• **Passage shown**

----------

# Solved: WoW Good specs - extremely low fps



## Sadu (Oct 2, 2008)

So I've been playing WoW for a real long time, but slowly I'm getting really sick of this constant 5 - 13 fps, a whole bunch of lagspikes, while having the following specs:

*Windows XP professional 5.01.2600 Service Pack 3
NVIDIA Geforce 8600 GT
Intel Pentium D @ 2666 MHz
2048 MB (2 x 1024 DDR2-SDRAM)*

Now I do not have alot of knowlege about PC's, but I think I really should have more then 13 fps. Know that I do have something like 30 fps if I just start the pc and instantly start WoW. But just after a few minutes it gets bad to worse. Sometimes - from time to time - the PC also suddenly crashes, and wont reboot just by clicking the button. (Instead I just go downstairs, get a drink and wait for like 15 minutes.)

I could probably sum up alot more problems, but these are bugging me the most.

----------

• **Material provided**
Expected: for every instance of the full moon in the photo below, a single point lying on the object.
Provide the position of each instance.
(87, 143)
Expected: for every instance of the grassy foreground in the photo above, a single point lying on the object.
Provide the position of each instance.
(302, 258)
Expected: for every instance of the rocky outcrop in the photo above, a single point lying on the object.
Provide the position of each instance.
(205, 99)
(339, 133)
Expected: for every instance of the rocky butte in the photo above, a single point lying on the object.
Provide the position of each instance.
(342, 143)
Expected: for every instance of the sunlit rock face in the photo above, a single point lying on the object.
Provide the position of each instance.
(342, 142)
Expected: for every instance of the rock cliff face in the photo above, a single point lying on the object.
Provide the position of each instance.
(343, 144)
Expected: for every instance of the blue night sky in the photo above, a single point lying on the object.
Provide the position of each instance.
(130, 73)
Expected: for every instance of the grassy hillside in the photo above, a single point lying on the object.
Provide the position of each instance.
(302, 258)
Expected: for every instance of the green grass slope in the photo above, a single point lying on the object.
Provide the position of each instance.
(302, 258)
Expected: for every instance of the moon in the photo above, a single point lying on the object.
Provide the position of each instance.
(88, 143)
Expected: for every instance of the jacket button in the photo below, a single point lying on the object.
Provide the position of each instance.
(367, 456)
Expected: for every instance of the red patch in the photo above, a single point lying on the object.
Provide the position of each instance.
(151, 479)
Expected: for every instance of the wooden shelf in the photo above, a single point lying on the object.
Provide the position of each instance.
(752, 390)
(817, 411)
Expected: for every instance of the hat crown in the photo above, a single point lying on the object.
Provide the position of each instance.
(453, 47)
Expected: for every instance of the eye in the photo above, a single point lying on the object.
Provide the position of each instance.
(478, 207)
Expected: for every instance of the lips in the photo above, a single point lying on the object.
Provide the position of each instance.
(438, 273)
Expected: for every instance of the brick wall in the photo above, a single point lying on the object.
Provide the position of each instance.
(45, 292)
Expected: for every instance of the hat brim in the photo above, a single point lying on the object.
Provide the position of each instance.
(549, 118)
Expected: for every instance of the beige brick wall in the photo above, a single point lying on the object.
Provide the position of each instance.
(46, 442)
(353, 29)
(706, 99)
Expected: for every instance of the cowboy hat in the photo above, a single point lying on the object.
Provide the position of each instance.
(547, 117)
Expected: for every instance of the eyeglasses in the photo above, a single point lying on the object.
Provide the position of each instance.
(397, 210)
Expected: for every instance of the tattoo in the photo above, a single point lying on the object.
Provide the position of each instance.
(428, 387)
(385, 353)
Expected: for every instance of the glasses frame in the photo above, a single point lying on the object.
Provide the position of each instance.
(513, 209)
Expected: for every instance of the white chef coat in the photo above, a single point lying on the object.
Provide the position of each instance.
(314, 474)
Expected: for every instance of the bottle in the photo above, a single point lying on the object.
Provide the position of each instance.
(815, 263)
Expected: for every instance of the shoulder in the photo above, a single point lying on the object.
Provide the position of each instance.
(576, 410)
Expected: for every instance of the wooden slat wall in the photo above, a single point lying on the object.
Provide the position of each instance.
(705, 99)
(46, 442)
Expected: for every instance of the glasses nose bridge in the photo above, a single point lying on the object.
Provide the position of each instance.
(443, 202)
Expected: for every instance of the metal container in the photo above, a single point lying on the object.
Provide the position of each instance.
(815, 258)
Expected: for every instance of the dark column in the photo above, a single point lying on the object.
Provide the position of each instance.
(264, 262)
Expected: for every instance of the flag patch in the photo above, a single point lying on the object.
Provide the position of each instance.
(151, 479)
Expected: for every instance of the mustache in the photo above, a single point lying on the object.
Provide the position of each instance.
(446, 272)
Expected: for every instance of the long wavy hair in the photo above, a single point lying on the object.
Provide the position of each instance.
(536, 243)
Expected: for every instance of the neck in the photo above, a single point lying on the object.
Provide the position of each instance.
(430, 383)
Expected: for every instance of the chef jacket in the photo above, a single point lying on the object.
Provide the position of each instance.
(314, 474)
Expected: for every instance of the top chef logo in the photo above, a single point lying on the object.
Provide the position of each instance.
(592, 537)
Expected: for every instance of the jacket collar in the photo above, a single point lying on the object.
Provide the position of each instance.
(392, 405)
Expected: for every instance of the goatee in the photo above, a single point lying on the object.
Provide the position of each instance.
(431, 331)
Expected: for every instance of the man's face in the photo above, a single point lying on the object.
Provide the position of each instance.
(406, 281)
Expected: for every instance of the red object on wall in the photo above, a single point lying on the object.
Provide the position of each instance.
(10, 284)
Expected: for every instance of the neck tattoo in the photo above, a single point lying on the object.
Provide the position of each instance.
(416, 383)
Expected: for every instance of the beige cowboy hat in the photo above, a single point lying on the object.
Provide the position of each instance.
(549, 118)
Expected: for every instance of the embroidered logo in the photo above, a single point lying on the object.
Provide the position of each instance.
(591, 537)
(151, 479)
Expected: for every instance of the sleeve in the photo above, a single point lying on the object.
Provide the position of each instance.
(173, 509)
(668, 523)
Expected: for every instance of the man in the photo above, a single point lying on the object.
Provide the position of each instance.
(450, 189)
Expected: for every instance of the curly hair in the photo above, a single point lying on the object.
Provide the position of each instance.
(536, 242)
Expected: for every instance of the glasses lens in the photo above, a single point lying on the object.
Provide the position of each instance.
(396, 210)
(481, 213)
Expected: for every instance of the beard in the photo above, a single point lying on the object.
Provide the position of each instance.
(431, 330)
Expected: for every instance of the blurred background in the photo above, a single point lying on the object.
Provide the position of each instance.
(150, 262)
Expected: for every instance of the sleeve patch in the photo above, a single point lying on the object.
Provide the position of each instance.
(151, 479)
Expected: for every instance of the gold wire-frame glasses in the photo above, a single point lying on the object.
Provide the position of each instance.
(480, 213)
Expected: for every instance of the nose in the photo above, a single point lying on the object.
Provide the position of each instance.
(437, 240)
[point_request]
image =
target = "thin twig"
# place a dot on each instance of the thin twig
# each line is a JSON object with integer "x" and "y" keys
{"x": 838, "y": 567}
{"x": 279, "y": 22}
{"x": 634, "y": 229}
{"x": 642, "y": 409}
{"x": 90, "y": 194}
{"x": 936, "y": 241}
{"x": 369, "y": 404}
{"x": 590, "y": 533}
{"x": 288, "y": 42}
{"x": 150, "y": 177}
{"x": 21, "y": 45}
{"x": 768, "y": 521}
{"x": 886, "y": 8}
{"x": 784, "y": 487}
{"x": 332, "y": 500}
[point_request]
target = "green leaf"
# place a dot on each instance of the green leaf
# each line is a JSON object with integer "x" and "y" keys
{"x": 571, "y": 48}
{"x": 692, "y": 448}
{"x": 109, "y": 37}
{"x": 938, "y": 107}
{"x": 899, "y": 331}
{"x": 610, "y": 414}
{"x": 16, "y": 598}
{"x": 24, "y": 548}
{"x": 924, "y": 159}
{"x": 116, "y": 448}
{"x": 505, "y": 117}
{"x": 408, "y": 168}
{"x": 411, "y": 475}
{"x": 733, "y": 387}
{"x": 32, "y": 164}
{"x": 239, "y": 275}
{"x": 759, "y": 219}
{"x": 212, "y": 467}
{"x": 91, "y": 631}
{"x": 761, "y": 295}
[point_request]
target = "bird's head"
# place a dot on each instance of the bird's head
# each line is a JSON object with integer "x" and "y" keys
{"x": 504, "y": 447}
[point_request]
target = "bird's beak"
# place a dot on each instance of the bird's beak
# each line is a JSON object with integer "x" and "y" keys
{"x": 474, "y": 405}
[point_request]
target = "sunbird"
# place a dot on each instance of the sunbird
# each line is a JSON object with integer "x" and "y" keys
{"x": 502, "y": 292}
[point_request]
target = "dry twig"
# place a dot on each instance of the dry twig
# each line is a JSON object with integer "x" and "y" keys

----------

• **What is needed**
In the WoW low-fps thread, list each system spec the poster gives. The entries have nothing to do with the thread.

• **Written answer**
- Windows XP professional 5.01.2600 Service Pack 3
- NVIDIA Geforce 8600 GT
- Intel Pentium D @ 2666 MHz
- 2048 MB (2 x 1024 DDR2-SDRAM)